**GIVEN REQUEST 1:** List every line of the listing below that contains the word "sander", copying each one in full.

#### SELECTION

"math" entries

Four short links: 2 July 2015

Four short links: 2 July 2015

Mathematical Thinking, Turing on Imitation Game, Retro Gaming in Javascript, and Effective Retros

  1. How Not to be Wrong: The Power of Mathematical Thinking (Amazon) — Ellenberg chases mathematical threads through a vast range of time and space, from the everyday to the cosmic, encountering, among other things, baseball, Reaganomics, daring lottery schemes, Voltaire, the replicability crisis in psychology, Italian Renaissance painting, artificial languages, the development of non-Euclidean geometry, the coming obesity apocalypse, Antonin Scalia’s views on crime and punishment, the psychology of slime molds, what Facebook can and can’t figure out about you, and the existence of God. (via Pam Fox)

########

**GIVEN REQUEST 2:** Write what comes next in the "Four short links" post above, starting after its last line.

#### DATA SUPPLIED

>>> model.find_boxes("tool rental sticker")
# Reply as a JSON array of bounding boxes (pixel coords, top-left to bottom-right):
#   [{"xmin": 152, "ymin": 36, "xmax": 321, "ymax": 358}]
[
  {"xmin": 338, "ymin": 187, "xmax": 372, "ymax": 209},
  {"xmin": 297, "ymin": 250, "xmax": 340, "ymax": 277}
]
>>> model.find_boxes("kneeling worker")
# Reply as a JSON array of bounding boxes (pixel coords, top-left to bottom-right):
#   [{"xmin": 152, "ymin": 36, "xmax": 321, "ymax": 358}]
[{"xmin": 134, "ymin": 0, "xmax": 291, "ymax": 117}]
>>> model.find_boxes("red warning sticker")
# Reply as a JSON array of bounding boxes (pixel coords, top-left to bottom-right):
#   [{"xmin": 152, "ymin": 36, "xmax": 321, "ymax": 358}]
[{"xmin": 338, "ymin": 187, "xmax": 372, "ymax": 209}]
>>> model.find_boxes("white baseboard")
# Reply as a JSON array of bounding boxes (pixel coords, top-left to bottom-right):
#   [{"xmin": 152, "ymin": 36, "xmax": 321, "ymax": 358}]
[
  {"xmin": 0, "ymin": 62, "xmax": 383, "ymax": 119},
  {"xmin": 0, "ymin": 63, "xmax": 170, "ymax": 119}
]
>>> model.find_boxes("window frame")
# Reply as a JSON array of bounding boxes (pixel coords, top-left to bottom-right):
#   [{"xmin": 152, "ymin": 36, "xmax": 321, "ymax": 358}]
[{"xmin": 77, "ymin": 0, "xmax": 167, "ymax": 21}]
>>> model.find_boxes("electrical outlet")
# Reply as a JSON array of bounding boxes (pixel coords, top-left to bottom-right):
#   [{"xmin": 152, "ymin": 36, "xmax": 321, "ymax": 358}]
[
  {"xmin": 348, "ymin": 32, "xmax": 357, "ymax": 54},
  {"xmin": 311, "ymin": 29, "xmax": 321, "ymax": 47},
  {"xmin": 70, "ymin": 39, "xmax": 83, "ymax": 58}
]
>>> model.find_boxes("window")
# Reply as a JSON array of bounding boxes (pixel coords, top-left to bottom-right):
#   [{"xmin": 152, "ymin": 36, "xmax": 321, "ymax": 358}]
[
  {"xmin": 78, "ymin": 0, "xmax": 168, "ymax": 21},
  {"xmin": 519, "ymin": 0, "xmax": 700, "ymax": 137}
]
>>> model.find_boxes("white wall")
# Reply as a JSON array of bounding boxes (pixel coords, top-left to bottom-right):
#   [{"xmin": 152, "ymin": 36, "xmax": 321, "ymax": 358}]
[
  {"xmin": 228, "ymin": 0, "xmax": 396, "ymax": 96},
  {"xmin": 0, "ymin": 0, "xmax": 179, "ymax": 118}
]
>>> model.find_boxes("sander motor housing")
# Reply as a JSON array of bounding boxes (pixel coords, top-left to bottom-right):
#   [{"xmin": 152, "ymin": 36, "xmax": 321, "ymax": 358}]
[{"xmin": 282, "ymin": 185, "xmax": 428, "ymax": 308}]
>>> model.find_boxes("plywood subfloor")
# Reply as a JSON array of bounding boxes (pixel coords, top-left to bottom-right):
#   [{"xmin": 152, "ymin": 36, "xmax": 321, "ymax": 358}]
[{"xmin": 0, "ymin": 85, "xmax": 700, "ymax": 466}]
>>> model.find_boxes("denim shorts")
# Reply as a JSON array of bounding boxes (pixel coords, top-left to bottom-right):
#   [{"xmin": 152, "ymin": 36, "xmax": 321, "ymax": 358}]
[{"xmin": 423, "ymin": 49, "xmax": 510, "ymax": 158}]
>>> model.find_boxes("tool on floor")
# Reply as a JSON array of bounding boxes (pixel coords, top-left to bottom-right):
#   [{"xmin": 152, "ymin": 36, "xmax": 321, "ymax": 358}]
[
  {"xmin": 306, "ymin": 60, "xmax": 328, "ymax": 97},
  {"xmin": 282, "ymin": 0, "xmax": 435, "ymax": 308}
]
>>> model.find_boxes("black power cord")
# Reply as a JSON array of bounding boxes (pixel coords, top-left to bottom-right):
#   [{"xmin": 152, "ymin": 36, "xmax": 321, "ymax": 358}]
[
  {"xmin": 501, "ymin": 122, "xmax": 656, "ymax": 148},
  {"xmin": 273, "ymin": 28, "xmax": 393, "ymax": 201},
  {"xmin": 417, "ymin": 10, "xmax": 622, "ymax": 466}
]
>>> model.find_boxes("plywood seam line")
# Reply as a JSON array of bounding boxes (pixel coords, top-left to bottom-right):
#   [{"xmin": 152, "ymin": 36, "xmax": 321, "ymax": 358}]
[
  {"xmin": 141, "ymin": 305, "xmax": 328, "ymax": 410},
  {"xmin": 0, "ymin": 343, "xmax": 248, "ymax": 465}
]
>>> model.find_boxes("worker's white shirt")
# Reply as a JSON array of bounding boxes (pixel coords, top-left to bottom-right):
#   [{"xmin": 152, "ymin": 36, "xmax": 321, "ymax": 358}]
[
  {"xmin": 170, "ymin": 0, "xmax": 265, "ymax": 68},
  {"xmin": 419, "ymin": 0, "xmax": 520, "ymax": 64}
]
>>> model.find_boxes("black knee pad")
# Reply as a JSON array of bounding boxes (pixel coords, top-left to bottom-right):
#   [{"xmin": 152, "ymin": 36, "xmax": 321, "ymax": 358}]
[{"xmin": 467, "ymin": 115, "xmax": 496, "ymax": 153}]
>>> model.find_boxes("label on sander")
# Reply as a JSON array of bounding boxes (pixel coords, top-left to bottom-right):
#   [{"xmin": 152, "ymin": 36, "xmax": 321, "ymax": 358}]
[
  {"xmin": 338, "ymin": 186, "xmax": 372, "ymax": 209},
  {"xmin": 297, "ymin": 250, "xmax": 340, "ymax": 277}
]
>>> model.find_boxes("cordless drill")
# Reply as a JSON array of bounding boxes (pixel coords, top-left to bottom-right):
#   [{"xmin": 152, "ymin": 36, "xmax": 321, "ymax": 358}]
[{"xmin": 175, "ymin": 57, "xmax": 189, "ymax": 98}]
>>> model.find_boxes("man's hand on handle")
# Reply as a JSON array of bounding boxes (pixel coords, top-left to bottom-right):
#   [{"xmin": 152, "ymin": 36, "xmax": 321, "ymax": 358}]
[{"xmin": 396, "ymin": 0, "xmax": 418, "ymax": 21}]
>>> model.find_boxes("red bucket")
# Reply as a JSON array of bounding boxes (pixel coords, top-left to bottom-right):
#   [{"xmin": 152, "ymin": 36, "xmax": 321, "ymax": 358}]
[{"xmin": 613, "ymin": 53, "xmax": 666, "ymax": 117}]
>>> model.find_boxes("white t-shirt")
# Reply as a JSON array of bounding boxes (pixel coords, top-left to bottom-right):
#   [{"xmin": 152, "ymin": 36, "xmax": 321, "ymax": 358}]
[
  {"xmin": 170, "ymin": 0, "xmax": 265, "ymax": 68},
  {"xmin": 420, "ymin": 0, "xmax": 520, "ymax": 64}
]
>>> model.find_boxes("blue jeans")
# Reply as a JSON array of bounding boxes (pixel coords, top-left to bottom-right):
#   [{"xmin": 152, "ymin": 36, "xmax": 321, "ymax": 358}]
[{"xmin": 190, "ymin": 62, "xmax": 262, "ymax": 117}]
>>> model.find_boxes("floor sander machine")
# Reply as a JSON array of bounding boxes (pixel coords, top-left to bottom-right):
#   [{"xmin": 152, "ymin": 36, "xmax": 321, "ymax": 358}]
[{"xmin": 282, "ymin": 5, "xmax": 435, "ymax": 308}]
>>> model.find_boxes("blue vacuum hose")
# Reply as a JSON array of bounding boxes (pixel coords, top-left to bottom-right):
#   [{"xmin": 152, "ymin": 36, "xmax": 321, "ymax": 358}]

########

**WRITTEN REPLY 1:**
>>> model.find_boxes("sander motor housing")
>>> model.find_boxes("label on sander")
>>> model.find_boxes("floor sander machine")

**WRITTEN REPLY 2:**
  2. What Turing Himself Said About the Imitation Game (IEEE) — fascinating history. The second myth is that Turing predicted a machine would pass his test around the beginning of this century. What he actually said on the radio in 1952 was that it would be “at least 100 years” before a machine would stand any chance with (as Newman put it) “no questions barred.”
  3. Impossible Mission in Javascript — an homage to the original, and beautiful to see. I appear to have lost all my skills in playing it in the intervening 32 years.
  4. Running Effective RetrospectivesEach change to the team’s workflow is treated as a scientific experiment, whereby a hypothesis is formed, data collected, and expectations compared with actual results.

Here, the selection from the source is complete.